──────── Records shown ────────

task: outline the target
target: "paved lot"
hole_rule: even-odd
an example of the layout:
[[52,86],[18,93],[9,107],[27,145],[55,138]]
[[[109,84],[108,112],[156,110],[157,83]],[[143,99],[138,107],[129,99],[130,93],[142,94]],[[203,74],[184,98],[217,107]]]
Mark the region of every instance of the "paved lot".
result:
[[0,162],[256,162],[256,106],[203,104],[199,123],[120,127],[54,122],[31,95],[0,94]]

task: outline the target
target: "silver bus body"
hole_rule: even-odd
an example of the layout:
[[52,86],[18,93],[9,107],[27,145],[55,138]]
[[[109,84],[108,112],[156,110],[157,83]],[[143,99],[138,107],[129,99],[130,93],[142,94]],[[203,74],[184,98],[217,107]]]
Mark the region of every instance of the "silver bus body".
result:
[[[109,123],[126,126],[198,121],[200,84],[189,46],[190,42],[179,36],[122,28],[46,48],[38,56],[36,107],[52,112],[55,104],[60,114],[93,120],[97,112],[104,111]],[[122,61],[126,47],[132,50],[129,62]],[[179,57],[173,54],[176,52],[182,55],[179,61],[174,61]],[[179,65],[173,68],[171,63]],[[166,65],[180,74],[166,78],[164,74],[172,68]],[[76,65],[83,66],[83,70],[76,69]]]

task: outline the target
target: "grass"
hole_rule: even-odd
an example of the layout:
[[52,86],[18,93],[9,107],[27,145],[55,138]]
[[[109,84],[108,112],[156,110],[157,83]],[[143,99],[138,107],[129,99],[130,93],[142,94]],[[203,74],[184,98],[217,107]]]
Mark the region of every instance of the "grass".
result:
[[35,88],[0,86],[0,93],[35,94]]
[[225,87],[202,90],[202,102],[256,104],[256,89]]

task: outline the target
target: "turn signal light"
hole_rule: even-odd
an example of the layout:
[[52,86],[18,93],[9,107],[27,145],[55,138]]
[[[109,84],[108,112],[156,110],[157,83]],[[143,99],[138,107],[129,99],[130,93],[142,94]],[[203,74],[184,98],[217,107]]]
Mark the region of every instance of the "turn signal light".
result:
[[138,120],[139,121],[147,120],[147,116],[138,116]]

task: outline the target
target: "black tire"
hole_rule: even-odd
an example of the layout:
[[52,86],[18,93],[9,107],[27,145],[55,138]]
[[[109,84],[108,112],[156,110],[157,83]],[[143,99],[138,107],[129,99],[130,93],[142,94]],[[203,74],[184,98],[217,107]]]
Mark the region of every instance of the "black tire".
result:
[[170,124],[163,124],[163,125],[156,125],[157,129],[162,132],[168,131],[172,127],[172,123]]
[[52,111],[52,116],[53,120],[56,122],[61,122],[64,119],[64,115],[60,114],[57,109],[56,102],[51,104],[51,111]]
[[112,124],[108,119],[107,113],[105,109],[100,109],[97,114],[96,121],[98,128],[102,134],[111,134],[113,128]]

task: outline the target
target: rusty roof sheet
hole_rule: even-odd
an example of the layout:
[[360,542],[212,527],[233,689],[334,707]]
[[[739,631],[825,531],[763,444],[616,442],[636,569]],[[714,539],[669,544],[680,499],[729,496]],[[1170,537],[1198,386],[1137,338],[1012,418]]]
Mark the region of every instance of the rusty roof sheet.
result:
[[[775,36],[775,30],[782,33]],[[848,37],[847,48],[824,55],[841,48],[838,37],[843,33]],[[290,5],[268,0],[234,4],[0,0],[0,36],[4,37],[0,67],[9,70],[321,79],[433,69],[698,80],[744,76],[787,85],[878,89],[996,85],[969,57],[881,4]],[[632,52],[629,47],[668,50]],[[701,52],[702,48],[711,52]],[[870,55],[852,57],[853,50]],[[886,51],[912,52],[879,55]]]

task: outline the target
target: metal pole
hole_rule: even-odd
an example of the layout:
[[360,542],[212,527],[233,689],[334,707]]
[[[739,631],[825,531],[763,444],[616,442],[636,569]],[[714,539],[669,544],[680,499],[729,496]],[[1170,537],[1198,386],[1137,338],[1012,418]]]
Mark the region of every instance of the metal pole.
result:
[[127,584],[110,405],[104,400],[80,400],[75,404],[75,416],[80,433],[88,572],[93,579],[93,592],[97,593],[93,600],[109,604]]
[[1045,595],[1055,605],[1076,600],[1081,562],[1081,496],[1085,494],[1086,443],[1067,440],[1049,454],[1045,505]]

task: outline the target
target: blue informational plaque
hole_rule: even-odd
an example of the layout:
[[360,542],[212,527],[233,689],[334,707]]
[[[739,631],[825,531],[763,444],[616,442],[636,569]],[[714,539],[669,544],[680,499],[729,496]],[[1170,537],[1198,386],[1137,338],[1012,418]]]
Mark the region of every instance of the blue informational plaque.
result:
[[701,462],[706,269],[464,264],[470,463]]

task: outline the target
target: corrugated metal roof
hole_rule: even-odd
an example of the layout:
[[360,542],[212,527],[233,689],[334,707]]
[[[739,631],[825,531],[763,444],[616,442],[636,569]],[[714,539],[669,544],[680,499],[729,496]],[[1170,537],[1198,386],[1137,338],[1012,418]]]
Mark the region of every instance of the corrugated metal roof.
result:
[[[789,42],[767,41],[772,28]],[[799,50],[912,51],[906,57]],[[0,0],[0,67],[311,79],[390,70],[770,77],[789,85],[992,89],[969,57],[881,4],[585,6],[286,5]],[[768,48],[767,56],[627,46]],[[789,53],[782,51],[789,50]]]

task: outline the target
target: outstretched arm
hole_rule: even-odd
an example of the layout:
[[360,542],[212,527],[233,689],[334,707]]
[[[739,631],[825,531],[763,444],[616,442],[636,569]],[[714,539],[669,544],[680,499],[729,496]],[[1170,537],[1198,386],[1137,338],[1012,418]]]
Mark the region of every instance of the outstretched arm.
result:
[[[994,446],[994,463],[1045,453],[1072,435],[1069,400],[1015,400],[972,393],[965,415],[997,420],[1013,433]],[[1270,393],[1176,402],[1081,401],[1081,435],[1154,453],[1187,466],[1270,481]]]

────────

**Exercise instructions:** How many lines in the rows above contain the string "rusty"? Case counts; give only the number.

**Solution:** 2